-- Opening Marker --

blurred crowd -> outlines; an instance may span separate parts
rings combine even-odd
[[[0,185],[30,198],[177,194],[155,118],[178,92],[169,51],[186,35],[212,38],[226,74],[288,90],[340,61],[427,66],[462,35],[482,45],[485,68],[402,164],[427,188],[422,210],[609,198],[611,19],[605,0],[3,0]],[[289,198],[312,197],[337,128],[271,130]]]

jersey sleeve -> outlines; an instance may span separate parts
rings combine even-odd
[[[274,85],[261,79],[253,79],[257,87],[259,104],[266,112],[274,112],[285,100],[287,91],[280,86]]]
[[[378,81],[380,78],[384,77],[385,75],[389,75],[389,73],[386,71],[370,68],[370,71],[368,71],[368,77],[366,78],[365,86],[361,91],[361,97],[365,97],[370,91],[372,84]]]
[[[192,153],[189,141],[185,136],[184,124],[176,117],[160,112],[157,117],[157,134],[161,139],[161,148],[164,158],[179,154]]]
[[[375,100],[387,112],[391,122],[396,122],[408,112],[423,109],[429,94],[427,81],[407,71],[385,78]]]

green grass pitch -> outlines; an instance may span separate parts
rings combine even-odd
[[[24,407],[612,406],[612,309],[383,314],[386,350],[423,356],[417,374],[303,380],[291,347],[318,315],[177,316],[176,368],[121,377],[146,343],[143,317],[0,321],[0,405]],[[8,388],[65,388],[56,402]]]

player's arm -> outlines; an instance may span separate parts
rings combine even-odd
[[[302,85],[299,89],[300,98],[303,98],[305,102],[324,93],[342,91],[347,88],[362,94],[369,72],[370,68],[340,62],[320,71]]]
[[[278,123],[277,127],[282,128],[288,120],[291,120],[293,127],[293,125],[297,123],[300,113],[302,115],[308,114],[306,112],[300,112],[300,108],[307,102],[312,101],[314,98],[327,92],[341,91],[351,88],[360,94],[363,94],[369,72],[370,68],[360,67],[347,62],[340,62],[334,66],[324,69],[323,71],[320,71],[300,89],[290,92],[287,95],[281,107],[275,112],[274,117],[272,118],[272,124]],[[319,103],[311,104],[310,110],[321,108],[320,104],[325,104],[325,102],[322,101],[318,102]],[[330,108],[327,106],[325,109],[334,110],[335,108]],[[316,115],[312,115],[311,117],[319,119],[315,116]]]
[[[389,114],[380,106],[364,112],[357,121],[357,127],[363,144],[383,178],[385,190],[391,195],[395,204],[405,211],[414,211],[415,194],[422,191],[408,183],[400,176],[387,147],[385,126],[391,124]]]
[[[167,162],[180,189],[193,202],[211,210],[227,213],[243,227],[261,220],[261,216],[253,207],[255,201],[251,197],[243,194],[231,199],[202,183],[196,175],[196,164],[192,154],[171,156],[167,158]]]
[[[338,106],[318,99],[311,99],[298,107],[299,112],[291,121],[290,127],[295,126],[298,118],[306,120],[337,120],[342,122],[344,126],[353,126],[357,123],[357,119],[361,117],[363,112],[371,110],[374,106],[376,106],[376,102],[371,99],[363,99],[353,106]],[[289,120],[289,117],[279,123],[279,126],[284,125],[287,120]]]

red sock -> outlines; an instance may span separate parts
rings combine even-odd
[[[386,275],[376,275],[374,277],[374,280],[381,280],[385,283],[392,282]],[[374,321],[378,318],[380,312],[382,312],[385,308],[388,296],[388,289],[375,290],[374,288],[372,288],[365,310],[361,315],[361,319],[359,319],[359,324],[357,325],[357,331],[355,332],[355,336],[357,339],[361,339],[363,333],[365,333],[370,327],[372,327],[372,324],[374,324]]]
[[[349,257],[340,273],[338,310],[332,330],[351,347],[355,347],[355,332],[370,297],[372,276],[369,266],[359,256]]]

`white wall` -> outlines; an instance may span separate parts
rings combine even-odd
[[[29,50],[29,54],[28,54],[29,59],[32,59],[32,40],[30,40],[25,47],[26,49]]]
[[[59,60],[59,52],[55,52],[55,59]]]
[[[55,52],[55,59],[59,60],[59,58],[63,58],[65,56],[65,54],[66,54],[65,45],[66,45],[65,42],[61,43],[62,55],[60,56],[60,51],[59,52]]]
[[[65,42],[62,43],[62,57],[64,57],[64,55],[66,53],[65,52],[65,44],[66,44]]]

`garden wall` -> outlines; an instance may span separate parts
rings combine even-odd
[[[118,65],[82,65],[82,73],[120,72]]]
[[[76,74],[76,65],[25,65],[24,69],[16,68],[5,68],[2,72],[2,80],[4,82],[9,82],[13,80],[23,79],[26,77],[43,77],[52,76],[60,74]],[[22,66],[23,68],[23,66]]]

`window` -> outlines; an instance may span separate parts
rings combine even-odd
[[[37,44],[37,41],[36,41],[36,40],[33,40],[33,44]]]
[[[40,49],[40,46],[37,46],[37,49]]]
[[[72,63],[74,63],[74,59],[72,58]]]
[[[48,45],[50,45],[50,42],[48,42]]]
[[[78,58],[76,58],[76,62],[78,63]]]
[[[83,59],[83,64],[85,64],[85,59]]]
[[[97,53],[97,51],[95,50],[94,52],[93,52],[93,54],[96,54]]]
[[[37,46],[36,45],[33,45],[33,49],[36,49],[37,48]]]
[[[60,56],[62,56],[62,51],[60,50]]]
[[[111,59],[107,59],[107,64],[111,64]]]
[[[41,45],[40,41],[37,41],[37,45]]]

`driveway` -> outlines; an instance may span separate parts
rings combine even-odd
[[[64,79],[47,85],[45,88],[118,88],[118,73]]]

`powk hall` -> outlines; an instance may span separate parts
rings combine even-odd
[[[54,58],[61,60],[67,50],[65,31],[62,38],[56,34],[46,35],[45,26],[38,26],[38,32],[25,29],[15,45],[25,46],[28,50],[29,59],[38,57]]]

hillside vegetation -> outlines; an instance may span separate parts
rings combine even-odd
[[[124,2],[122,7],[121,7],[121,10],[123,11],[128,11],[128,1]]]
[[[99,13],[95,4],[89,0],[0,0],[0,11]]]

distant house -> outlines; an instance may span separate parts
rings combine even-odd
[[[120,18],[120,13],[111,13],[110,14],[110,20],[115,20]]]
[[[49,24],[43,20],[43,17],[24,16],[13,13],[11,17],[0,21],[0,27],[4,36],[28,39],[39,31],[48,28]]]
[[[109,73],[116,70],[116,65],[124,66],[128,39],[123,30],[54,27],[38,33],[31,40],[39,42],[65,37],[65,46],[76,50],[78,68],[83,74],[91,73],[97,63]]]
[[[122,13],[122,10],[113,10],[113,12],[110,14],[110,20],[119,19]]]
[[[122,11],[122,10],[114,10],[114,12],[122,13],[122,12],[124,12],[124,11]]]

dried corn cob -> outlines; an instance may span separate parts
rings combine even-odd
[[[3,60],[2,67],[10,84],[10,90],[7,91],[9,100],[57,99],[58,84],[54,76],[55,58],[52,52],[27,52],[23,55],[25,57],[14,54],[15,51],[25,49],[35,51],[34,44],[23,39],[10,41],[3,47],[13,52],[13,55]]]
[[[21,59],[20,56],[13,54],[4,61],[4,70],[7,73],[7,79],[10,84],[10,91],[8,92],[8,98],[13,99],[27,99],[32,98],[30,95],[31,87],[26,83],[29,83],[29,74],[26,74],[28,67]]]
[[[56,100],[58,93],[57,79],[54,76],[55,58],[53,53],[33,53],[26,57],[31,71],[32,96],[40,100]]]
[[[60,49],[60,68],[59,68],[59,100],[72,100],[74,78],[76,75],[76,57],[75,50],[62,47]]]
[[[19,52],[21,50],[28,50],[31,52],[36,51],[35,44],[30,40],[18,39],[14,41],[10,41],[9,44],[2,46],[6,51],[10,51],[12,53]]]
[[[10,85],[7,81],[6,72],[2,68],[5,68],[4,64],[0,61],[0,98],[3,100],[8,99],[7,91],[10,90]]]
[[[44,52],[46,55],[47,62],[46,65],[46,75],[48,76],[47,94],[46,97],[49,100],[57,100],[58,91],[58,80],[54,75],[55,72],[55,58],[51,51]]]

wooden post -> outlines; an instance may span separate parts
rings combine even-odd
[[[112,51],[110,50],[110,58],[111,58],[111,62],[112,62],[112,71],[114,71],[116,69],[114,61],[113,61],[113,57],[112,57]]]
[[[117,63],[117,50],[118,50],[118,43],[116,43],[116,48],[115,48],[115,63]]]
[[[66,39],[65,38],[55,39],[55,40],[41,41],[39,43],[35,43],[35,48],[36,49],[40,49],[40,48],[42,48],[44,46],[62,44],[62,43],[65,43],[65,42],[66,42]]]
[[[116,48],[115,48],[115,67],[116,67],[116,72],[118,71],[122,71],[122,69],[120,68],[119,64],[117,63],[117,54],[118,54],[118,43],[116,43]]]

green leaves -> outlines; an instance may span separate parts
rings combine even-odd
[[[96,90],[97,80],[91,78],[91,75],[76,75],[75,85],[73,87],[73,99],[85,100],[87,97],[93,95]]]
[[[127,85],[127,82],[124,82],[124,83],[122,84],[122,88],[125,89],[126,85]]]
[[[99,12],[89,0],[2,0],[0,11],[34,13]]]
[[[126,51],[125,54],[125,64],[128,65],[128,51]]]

-- Closing Marker --
-- Opening Marker --

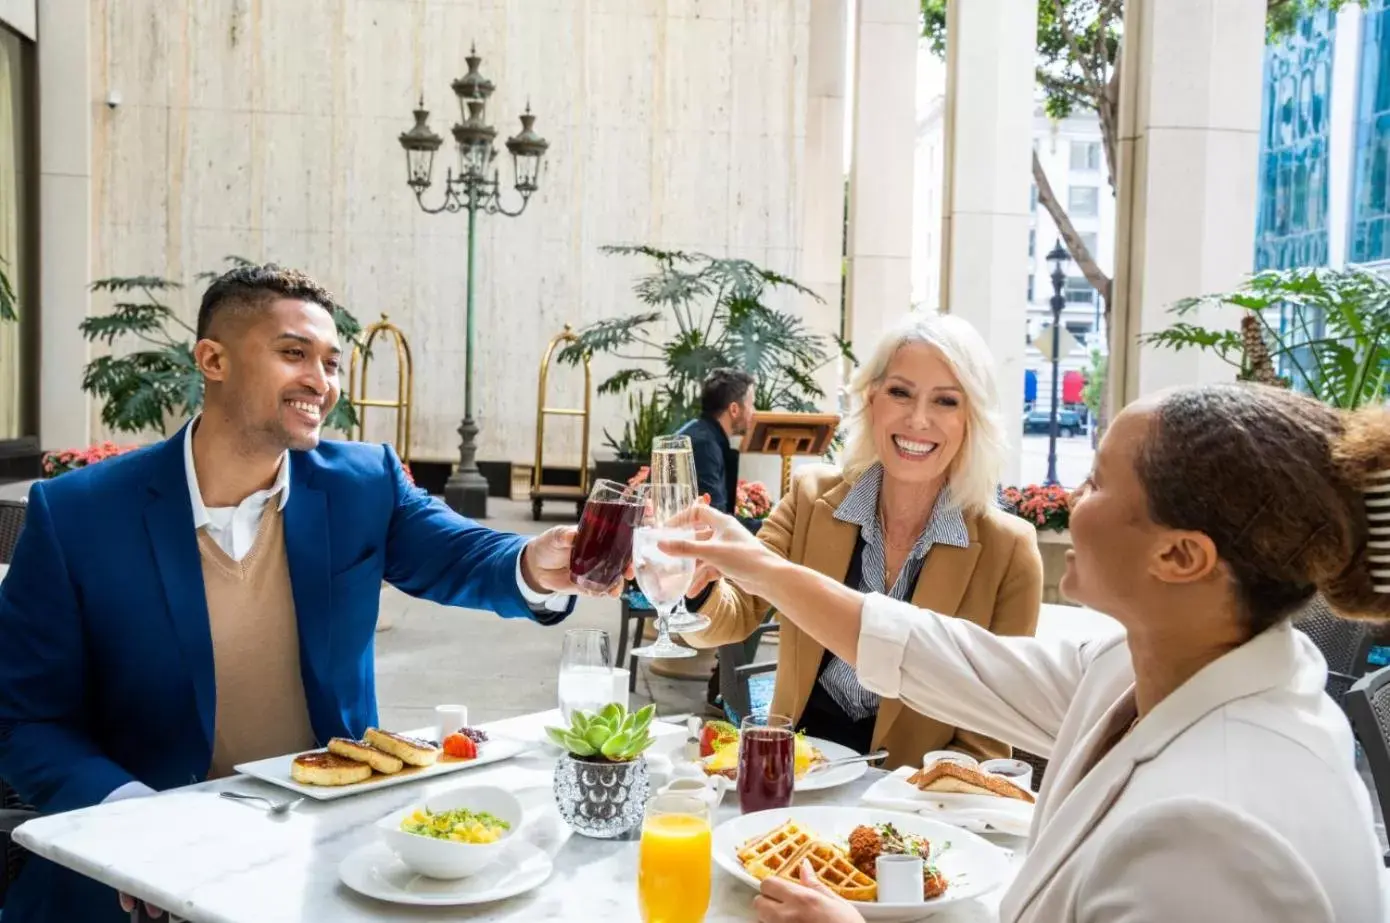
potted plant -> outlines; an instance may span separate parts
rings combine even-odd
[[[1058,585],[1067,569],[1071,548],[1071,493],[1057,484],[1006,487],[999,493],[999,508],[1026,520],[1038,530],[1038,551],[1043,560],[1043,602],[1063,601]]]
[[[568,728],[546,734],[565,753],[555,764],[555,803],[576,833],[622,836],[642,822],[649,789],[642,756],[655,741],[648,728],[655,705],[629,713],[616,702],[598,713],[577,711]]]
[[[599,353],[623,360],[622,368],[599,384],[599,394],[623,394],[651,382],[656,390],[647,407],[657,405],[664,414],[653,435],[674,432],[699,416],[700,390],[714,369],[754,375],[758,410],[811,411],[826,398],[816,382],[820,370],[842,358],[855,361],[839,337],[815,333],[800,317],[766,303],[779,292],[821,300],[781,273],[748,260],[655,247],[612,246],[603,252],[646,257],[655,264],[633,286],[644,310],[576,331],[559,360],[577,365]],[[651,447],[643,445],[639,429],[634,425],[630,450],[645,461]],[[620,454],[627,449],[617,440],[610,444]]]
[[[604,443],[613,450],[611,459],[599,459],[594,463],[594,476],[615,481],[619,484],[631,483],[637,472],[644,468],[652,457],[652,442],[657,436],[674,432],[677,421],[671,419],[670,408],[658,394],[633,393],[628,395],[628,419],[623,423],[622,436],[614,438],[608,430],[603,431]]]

-- Closing Marker --
-- Opening Marker --

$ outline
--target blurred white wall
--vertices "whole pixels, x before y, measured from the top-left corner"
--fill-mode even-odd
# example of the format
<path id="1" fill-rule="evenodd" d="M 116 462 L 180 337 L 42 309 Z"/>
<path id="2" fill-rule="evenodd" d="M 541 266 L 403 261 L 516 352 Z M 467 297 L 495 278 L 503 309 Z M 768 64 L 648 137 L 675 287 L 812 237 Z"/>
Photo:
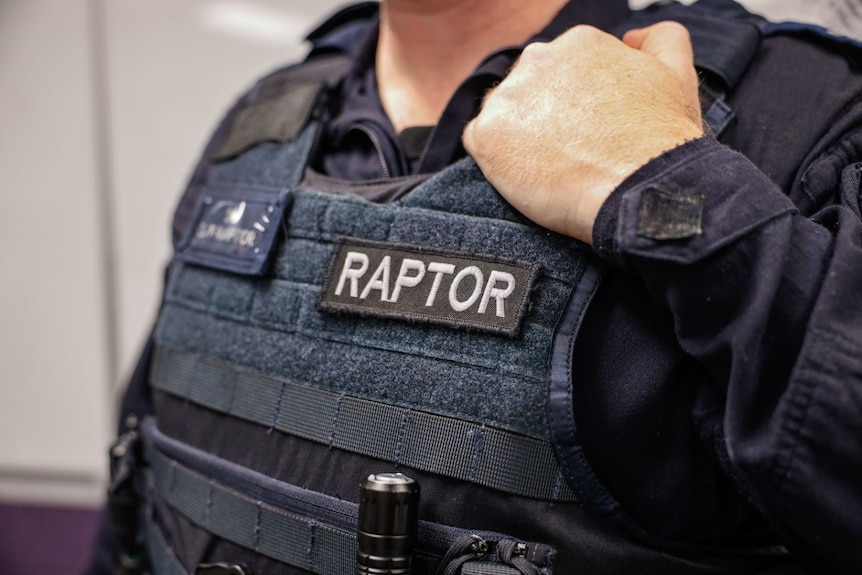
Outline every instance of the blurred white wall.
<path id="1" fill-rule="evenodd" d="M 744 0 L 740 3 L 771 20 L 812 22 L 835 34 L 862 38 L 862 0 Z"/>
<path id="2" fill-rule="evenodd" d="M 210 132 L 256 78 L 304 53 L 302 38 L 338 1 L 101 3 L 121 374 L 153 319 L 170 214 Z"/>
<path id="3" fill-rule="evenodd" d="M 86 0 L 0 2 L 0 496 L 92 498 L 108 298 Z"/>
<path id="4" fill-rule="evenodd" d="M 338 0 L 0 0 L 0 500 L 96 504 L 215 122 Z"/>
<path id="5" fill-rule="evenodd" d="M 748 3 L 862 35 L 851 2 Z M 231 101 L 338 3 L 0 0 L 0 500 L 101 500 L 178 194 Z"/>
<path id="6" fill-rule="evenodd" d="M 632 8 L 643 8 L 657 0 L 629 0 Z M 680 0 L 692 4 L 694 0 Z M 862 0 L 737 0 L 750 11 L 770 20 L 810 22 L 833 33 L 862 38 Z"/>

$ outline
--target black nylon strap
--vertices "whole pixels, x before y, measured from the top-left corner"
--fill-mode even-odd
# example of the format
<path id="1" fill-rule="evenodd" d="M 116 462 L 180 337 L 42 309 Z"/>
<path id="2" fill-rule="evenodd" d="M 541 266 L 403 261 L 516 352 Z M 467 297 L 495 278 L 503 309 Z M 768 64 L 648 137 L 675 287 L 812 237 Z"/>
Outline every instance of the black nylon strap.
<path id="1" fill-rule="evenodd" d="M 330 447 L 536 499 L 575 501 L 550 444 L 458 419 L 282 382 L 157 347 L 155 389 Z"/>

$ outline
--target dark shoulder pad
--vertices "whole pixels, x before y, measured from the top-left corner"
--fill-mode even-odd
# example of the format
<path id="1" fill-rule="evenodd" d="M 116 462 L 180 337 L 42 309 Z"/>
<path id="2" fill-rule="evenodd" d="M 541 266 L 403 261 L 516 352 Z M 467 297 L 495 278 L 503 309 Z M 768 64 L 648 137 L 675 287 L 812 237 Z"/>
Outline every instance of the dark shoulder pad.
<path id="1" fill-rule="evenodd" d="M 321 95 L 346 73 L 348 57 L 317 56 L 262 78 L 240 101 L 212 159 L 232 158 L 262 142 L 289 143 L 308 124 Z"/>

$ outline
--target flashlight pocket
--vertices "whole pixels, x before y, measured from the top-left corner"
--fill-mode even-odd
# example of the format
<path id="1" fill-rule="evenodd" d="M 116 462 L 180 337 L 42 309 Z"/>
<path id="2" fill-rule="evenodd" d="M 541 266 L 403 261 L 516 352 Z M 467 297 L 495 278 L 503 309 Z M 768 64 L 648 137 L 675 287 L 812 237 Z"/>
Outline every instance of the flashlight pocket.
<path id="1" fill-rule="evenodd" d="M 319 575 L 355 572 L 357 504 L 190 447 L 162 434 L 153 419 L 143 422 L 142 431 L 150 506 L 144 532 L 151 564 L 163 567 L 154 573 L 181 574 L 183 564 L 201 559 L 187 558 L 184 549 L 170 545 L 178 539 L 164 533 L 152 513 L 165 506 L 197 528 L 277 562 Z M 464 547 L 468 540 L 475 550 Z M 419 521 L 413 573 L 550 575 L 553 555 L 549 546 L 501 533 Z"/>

-- Closing Marker --

Problem to work on — Give back precisely the lines above that start at the line containing "blurred crowd ->" and end at the line containing "player's arm ->", inclusive. No other lines belong in the output.

Your solution —
blurred crowd -> outlines; an instance may span separate parts
rings combine even-odd
[[[0,185],[30,198],[177,194],[155,118],[178,92],[169,51],[186,35],[212,38],[226,74],[288,90],[340,61],[427,66],[462,35],[482,45],[485,68],[402,164],[427,188],[422,210],[609,198],[611,19],[605,0],[3,0]],[[289,198],[312,197],[337,128],[271,130]]]

jersey sleeve -> outlines; an instance may span separate parts
rings combine even-odd
[[[274,85],[261,79],[253,79],[257,87],[259,104],[266,112],[274,112],[285,100],[287,91],[280,86]]]
[[[378,81],[380,78],[384,77],[385,75],[389,75],[389,73],[386,71],[370,68],[370,71],[368,71],[368,77],[366,78],[365,86],[361,91],[361,97],[365,97],[370,91],[372,84]]]
[[[192,153],[189,141],[185,136],[184,124],[176,117],[160,112],[157,117],[157,134],[161,139],[161,148],[164,158],[179,154]]]
[[[375,100],[387,112],[391,122],[396,122],[408,112],[423,109],[429,94],[427,81],[407,71],[385,78]]]

green grass pitch -> outlines; an instance may span separate parts
rings combine even-odd
[[[24,407],[612,406],[612,309],[383,314],[386,350],[423,356],[417,374],[303,380],[291,347],[318,315],[177,316],[176,368],[121,377],[146,343],[143,317],[0,321],[0,405]],[[8,388],[65,388],[56,402]]]

player's arm -> outlines; an instance may span separate parts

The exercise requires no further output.